• What to produce: Copy out the lines from the one that has "of the window." through the end of the rows, swapping "window" for "skylight" and leaving everything else unchanged.

====

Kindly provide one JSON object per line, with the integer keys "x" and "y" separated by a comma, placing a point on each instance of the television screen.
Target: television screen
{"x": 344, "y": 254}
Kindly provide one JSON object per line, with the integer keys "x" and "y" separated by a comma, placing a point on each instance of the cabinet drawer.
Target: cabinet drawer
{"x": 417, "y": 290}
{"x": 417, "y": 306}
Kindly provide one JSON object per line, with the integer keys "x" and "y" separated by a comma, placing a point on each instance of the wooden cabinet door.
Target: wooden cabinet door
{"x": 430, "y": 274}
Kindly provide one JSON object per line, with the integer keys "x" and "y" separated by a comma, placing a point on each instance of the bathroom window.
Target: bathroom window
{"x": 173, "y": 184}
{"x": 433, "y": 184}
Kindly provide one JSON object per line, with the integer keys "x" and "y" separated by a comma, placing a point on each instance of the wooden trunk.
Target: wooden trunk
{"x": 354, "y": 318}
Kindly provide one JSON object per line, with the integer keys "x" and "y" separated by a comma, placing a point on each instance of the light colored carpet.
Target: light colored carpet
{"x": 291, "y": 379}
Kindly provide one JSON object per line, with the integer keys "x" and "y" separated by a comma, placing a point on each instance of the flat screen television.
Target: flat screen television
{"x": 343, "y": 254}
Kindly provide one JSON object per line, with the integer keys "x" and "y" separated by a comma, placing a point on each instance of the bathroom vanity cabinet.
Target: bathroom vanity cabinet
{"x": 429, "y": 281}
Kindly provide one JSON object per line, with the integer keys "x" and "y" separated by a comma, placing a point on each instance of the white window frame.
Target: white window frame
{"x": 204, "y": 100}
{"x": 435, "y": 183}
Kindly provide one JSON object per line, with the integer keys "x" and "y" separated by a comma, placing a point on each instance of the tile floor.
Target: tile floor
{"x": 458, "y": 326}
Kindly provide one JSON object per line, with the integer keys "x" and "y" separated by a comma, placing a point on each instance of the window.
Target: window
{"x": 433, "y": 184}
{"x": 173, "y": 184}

====

• Task result:
Kindly provide one JSON object per line, with the integer keys "x" and "y" separated by a comma, placing a point on each instance of the skylight.
Target: skylight
{"x": 433, "y": 184}
{"x": 173, "y": 184}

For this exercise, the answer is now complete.